> [TASK INPUTS]
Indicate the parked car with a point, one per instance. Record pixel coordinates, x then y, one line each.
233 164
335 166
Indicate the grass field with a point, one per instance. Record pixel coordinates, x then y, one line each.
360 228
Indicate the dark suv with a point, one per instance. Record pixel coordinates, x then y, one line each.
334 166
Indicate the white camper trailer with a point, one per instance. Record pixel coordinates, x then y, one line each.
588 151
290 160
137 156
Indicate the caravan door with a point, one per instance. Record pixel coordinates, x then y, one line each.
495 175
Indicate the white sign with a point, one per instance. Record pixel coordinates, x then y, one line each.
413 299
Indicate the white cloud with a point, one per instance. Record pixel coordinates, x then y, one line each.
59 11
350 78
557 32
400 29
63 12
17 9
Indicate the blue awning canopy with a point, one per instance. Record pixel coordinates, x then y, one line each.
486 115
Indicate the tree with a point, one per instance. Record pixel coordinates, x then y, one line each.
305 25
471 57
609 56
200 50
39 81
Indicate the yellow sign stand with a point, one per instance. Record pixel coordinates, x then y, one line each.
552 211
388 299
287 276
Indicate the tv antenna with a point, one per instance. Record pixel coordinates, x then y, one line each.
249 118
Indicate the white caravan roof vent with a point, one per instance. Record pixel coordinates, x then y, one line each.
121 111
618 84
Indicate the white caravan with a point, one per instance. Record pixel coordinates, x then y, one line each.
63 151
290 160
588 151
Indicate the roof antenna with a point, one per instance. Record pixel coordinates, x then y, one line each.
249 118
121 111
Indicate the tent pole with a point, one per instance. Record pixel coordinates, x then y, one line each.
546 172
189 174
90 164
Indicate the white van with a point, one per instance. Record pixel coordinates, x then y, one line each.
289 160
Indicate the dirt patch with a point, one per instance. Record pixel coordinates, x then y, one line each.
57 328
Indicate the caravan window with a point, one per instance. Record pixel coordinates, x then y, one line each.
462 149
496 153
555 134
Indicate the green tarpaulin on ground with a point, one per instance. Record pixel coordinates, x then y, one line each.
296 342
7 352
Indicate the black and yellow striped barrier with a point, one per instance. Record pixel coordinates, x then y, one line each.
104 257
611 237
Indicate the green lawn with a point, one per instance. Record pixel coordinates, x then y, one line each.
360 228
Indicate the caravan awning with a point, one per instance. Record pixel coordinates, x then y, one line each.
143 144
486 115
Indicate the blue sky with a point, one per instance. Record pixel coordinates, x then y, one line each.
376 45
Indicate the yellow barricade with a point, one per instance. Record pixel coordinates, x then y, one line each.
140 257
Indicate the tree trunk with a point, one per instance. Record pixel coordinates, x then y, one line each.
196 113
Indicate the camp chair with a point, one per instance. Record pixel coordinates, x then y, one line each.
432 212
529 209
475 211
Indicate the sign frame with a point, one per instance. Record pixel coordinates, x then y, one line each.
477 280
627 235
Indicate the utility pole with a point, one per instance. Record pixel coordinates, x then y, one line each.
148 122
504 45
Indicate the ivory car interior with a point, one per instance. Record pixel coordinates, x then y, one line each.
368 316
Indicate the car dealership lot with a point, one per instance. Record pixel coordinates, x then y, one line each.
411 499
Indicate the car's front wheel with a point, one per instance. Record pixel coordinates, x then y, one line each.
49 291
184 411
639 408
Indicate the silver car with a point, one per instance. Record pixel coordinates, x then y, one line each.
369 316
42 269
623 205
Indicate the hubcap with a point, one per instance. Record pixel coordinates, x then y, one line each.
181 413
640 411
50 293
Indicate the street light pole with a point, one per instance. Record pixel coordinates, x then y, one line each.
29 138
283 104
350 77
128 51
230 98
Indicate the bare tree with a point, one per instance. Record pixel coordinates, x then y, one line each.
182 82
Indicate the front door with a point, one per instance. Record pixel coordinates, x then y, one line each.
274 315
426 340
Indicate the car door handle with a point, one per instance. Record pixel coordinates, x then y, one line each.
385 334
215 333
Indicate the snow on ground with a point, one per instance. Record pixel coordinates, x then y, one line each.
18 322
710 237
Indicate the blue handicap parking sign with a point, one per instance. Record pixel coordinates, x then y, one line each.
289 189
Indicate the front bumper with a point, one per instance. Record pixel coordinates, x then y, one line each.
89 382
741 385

> [EXERCISE INSTRUCTIONS] Copy all of the material above line for line, changing nothing.

> [RESULT FOR THIS EXERCISE]
Indicate the parked car with a point, one per instance. Record pixel coordinates, x then y, one line each.
233 164
335 166
Indicate the grass field with a point, one per instance. Record pixel coordinates, x then y, one line each.
360 228
Indicate the dark suv with a point, one per instance. Record pixel coordinates, x then y, one line each.
334 166
Indicate the white camper trailer with a point, one per instance. Record pixel coordinates, x then y, one line each.
588 151
290 160
137 156
Indicate the caravan door with a point, one per instance. Record pixel coordinates, x then y, one line each.
495 175
Indicate the white sign with a point, one per instance. Record pixel coordinates, x then y, one line each.
413 299
Indicate the white cloud with a point, one per instance. Record pixel coordinates, x then y, one line each.
59 11
350 78
557 32
400 29
63 12
17 9
Indicate the blue awning canopy with a point, one per instance. Record pixel coordinates, x then y, one line each.
486 115
Indicate the tree with a point, one per instance. Record pixel coordinates, x then y, one line each.
305 25
471 57
609 56
200 50
39 81
Indicate the yellow sign stand with a point, one per instance. Record pixel coordinates, x then y, one line each.
552 211
388 299
287 276
Indicate the tv antenna with a point, one per instance. Record pixel coordinates, x then y, one line each.
249 118
Indicate the white caravan roof vent with a point, one per instance. Record pixel coordinates, x then y, one line each.
121 111
618 84
Indicate the white caravan with a point, one per instance. Record pixel coordinates, x then y, one line each.
63 151
290 160
588 151
Indicate the roof antenna with a point, one per instance. Record pixel coordinates, x then y, one line each.
249 118
121 111
Indicate the tent pole with a point, one per instance. Record pixel coordinates, x then y, one line each.
546 172
189 174
90 164
Indicate the white van with a point, one per instance. Record pixel coordinates, x then y, one line each.
289 160
Indicate the dirt patch with a point, one per instance. Record pixel coordinates, x then y, one line each.
57 328
Indicate the caravan window with a point, one per instance. Record pixel coordinates, x then y, one line each.
462 149
496 153
555 134
Indicate the green tarpaulin on ground with a point, one per instance. Record pixel coordinates, x then y, one line each.
296 342
7 352
Indicate the black and yellow striped barrier with a point, one per instance. Record pixel coordinates, x then y, one line each.
104 257
611 237
Indicate the green lawn with a point, one per instance. Record pixel coordinates, x then y, one line each.
360 228
Indicate the caravan awning with a point, one per instance. Record pixel coordinates, x then y, one line each.
143 144
486 115
Indicate the blue sky with a point, one per instance. Record pixel coordinates, x then y, one line each.
376 45
Indicate the yellow barricade with a point, one per instance. Record pixel coordinates, x then y, one line each.
140 257
Indicate the tree trunk with a point, one per instance. Record pixel coordinates, x then y, one line each.
196 113
Indicate the camp chair with a point, one per instance. Record pixel coordinates, x then y, one line each.
432 212
529 209
475 211
Indicate the sign frame with a point, one per instance. Record pixel coordinates, x then y, one line each.
477 280
627 235
Indicate the utility pole with a point, one per instance. Record pixel coordinates, x then y, one line each.
148 122
504 45
Indicate the ivory car interior with a point, one per instance. Record pixel coordinates, x then y, one line each.
368 316
Indicate the car dealership lot with a point, one per instance. Record pixel coordinates, x then y, one line each.
411 499
Indicate the car's front wheel with a point, one per instance. Record pixel coordinates, x then y, one line each.
49 291
184 411
639 408
Indicate the silver car with a point, one per instance. Record pixel coordinates, x then y, one line each.
369 316
42 269
623 205
Indicate the hubcap with a point, one per instance. Record pixel coordinates, x then y, one line each.
181 413
640 411
50 293
Indicate the street light pole with a point, one per instance. Record pixel coordinates, x then y, one line each.
29 138
283 104
350 77
128 51
230 98
Indicate the bare tree with a point, one per instance. Record pixel coordinates, x then y, one line each.
182 82
Indicate the front door with a point, one per instance. Record pixel coordinates, x then y, one line each.
274 315
426 340
Indicate the car door handle with a point, one per instance. Record pixel coordinates, x then y, one line each.
385 334
215 333
Indicate the snow on ground with a point, one per instance. Record pixel coordinates, x then y, one line each.
18 322
710 237
Indicate the blue handicap parking sign with a point, one per instance. Record pixel coordinates, x then y, one line each.
289 189
Indicate the front bumper with a point, one per instance. Record pixel coordinates, x then y, one line each.
89 382
741 385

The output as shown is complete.